Brano estratto –

┌──

Delicato poetico rincorrersi di memorie e, al tempo stesso, intenso ragionar di cose su cui la filosofia di sempre ha cercato di far luce e compagnia, discreto ricordare chi ci è (stato) più caro, riandando a gesti, parole e immagini depositatesi nell’anima e nel cuore. Questa, in breve, è «La grande festa» (Rizzoli) che Dacia Maraini ci propone, testimonianza d’affetti, d’attese e d’illusioni che han costellato la sua esistenza. Una sorta di diario intimo ove, più che confessare le proprie cose, – emozioni speranze delusioni etc. -, la narratrice si ritrova in compagnia di quanti han con lei diviso la pena e la gioia del vivere: da Alberto Moravia a Giuseppe Moretti, da Pier Paolo Pasolini a Maria Callas, dalla sorella Yuki al padre Fosco… Il tutto, parole e ricordi, in un paesaggio che combina continenti e geografie e tempi i più lontani.

└──

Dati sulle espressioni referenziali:
┌──

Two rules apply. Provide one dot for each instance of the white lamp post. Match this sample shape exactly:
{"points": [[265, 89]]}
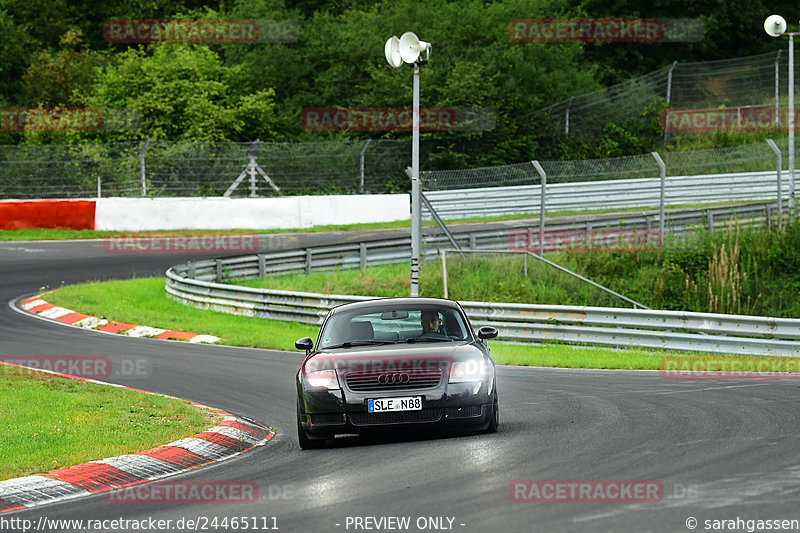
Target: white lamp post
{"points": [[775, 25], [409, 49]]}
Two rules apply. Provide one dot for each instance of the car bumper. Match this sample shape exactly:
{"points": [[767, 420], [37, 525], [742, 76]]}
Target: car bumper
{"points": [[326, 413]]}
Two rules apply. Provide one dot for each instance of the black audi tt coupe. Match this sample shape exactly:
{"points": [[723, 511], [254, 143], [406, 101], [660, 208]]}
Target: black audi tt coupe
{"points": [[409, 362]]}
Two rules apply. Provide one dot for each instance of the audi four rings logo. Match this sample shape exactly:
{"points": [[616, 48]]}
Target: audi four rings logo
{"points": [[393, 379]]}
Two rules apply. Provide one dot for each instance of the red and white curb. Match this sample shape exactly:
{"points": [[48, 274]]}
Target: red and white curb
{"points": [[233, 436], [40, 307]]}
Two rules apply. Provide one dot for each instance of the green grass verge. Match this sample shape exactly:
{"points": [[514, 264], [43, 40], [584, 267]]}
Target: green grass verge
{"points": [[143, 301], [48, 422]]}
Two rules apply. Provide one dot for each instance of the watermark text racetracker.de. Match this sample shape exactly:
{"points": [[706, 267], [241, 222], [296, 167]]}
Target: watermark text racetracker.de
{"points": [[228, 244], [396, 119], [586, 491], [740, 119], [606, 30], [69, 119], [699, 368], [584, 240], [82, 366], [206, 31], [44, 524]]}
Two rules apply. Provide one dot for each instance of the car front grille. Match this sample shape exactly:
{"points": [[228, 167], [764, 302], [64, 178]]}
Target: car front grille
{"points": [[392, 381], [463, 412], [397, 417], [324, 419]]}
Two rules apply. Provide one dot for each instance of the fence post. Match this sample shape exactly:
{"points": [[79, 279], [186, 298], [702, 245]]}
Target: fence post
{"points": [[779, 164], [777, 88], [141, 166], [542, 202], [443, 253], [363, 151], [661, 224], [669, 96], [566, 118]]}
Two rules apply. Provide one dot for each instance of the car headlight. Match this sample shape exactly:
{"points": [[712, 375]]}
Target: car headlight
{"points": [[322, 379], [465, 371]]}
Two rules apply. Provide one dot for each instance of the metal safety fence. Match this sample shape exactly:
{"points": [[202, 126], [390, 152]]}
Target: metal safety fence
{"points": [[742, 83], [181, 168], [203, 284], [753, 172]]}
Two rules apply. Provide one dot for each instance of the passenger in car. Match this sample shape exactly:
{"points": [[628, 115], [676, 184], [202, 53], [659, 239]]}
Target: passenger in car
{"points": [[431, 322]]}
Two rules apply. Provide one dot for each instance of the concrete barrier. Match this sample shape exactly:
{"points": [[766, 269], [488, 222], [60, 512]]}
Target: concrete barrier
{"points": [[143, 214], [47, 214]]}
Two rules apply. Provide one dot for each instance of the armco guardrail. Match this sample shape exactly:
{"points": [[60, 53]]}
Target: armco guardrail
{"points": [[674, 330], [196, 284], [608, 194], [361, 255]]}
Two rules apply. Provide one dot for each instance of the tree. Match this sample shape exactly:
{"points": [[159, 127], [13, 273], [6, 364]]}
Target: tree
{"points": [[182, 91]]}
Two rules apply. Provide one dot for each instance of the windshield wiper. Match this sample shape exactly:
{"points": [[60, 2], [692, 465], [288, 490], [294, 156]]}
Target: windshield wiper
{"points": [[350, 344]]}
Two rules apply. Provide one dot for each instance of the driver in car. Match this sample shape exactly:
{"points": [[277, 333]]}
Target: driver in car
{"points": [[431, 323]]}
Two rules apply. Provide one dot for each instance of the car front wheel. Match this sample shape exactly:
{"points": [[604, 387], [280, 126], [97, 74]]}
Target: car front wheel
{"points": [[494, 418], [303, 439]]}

└──
┌──

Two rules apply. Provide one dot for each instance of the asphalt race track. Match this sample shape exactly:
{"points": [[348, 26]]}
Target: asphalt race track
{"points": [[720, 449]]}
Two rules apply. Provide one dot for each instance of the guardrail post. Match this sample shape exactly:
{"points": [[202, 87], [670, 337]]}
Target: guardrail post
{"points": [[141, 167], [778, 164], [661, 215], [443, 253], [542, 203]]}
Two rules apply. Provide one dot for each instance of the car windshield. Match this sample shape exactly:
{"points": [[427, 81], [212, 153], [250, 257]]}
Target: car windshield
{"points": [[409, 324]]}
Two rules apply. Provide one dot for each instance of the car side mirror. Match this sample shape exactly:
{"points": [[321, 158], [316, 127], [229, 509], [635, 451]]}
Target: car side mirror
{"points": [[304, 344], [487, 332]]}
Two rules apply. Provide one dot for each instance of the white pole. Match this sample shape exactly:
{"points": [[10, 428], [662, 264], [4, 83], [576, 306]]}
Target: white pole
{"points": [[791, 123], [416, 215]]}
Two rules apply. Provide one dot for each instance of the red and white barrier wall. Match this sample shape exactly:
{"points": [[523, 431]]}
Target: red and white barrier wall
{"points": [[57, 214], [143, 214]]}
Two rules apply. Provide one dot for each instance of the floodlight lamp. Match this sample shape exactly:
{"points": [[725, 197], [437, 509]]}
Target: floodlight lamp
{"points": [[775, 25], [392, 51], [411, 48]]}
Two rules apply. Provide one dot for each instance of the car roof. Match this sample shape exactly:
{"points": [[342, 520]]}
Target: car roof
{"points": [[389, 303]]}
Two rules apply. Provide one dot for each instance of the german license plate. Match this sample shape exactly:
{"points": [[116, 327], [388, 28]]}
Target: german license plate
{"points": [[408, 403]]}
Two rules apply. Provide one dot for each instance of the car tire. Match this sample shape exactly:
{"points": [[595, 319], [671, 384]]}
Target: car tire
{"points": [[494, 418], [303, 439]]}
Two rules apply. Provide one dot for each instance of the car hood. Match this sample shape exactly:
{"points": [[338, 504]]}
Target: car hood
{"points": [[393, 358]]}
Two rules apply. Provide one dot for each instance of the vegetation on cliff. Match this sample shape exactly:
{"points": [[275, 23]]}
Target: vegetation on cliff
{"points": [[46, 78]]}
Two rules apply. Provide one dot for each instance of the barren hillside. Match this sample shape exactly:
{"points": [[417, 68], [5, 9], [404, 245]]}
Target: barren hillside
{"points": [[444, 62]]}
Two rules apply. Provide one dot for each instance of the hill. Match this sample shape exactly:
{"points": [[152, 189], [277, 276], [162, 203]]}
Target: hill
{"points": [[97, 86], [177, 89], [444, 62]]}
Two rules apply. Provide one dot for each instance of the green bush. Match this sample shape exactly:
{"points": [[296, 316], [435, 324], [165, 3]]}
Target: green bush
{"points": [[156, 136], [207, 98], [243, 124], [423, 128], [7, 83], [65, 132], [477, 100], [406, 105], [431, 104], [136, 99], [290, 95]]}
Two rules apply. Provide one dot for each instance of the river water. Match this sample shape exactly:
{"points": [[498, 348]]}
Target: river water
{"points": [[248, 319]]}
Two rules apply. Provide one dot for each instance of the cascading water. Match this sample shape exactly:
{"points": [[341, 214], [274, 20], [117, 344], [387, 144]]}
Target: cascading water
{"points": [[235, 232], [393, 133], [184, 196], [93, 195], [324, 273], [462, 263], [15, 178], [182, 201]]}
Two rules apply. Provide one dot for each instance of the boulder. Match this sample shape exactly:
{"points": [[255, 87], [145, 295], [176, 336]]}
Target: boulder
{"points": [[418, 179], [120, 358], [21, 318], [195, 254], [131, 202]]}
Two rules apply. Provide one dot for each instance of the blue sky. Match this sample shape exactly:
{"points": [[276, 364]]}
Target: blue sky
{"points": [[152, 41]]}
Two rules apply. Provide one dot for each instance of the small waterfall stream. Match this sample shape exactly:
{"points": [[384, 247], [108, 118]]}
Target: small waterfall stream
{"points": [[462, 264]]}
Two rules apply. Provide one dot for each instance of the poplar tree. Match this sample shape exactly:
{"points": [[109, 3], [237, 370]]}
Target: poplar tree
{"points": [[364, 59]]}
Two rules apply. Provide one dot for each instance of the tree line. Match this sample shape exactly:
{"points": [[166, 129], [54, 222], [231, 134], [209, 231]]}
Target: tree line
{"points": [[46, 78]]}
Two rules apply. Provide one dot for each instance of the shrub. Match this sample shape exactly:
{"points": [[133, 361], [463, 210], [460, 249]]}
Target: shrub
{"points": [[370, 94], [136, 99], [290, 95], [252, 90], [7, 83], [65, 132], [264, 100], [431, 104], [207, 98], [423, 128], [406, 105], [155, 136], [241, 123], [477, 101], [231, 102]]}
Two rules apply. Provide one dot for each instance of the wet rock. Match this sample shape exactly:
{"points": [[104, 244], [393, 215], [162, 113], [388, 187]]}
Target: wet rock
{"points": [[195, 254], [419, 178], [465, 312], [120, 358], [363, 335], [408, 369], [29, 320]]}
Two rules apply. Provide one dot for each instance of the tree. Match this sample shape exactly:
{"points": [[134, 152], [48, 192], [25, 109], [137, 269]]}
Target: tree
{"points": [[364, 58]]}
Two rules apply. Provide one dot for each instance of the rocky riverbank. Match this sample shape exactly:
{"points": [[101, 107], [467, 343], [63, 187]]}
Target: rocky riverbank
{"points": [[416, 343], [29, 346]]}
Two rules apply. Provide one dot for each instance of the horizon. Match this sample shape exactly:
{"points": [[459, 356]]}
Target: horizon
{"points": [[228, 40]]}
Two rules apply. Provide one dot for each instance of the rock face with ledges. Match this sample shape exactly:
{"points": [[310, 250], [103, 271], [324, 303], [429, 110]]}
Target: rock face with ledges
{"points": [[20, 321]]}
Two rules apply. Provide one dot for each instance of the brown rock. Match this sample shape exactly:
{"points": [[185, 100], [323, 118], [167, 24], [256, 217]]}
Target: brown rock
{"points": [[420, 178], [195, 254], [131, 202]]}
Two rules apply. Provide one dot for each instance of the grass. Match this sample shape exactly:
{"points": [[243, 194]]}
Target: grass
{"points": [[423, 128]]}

└──

Consegna –
Per favore, stabilisci se le tre affermazioni seguenti concordano con il brano su «La grande festa», rispondendo sì o no e citando alla lettera le parole del brano che lo decidono.
1. «La grande festa» è pubblicato da Rizzoli.
2. Nel libro la narratrice si dedica soprattutto a confessare le proprie emozioni.
3. I ricordi del libro sono collocati in un solo paese e in un'unica epoca.
Per rispondere basati soltanto sul brano.

La tua soluzione –
1. Sì: “«La grande festa» (Rizzoli)”.
2. No: “più che confessare le proprie cose, – emozioni speranze delusioni etc. -, la narratrice si ritrova in compagnia di quanti han con lei diviso la pena e la gioia del vivere”.
3. No: “in un paesaggio che combina continenti e geografie e tempi i più lontani”.